• **Page**:
Fritz KREISLER (1875-1962)
  String Quartet in A minor (1921) [25:45]
  Alexander ZEMLINSKY (1871-1942)
  String Quartet in E minor (c.1893) [25:08]
  Erwin SCHULHOFF (1894-1942)
  Five Pieces for String Quartet (1923) [13:04]
  Artis Quartett Wien
  rec. December 2014, Wyastone Leys, Monmouth
  NIMBUS NI5942 [63:57]
	    The Artis Quartet of Vienna, as I’m calling it (Arts-Quartett 
          Wien, if you prefer), continues its exploration of Zemlinsky’s 
          legacy with this persuasive recording of his early 1893 quartet, a work 
          not to be published until over a century later. It’ a fragrant 
          affair, years away from Expressionist clouds, and full of suggestive 
          Bohemian lyricism. The opening movement is in rather convoluted sonata 
          form – some editorial unpacking might have streamlined things 
          - but the light-hearted Czech rhythms in the Scherzo point to the prevailing 
          influence of the still-very-much-alive Dvořák; a genial folkloric 
          dance, in effect. The sighing expression of the slow movement, where 
          leader Peter Schuhmayer revs up his vibrato, wears a lightly woven melancholy 
          – nothing too serious – before ushering in a confident, 
          bracing finale. Would you know this was Zemlinsky? Probably not if you 
          only knew his later works - but tracing early works invariably points 
          up stylistic affiliations that were later to be cast off.
          
          Fritz Kreisler encoded his native city’s ethos into his beautiful 
          Quartet, composed in 1921. Its reflective melancholy and reminiscent 
          qualities are audible throughout this traversal though it’s a 
          terse kind of nostalgia and not at all misty-eyed. The relatively propulsive 
          tempi in the outer movements – the first in particular – 
          generate a narrative fluidity though sometimes at the expense of sentiment. 
          Curiously they take the exact same tempo that Kreisler did when he recorded 
          the work in London with British colleagues Tommy Petre and William Primrose 
          – from the London String Quartet – and cellist Lauri Kennedy.

• **Records for processing**:
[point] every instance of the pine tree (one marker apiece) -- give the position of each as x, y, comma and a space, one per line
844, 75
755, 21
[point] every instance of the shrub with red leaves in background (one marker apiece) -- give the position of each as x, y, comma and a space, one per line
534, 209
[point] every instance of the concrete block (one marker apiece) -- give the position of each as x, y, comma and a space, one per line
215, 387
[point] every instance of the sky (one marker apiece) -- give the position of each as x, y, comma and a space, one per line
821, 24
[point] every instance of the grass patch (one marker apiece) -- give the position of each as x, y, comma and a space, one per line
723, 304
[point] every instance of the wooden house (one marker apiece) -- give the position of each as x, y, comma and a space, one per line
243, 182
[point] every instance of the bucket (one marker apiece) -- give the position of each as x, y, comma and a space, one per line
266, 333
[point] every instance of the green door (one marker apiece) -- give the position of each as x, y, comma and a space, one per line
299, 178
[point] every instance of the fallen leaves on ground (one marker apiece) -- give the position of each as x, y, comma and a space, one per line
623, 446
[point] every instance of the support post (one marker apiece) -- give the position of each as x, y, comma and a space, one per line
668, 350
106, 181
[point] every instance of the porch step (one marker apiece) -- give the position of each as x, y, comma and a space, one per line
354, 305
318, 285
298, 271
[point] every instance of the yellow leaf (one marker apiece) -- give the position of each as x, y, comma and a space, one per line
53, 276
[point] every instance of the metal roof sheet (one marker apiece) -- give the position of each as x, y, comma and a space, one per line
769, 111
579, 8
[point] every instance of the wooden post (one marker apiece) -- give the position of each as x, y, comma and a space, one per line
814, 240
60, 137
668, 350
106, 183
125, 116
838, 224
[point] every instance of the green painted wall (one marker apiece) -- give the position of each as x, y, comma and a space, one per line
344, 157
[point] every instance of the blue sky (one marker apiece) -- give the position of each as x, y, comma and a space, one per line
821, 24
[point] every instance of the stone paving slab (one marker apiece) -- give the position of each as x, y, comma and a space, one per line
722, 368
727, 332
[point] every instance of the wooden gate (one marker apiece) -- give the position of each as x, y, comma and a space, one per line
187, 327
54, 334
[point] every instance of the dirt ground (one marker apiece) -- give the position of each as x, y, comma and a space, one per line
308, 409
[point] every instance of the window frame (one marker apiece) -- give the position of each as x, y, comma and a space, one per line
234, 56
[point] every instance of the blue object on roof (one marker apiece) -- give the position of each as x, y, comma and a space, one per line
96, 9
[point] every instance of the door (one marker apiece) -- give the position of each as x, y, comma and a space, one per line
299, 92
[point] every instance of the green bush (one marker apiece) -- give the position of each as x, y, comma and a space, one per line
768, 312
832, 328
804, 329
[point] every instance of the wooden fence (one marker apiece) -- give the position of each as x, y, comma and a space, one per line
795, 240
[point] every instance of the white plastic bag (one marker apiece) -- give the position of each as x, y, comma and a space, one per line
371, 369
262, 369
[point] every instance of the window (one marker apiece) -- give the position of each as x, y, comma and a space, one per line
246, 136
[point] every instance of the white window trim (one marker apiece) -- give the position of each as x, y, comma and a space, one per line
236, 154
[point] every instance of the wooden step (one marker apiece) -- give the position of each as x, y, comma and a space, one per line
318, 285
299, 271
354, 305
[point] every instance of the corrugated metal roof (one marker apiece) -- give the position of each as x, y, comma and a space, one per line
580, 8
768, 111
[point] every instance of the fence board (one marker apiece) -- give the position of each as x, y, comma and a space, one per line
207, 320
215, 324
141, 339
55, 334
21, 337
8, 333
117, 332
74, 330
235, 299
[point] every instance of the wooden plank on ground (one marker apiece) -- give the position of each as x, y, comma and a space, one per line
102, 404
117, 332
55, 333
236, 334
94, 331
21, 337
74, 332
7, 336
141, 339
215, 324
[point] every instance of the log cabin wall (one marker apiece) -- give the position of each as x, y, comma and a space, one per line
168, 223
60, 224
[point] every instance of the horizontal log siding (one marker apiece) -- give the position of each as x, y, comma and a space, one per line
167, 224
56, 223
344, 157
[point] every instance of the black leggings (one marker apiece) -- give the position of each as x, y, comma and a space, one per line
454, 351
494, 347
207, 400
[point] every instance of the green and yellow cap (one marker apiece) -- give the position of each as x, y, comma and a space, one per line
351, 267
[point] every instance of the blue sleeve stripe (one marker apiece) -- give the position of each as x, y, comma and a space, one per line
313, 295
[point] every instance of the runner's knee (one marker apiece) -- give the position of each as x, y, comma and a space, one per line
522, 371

• **Things to do**:
A. According to the review, when and where was this recording made?
B. Report every line of the records that contains the string "fence".
The review and the records are unrelated to each other.

• **Expected outputs**:
A. It was recorded in December 2014 at Wyastone Leys, Monmouth.

B.
[point] every instance of the wooden fence (one marker apiece) -- give the position of each as x, y, comma and a space, one per line
[point] every instance of the fence board (one marker apiece) -- give the position of each as x, y, comma and a space, one per line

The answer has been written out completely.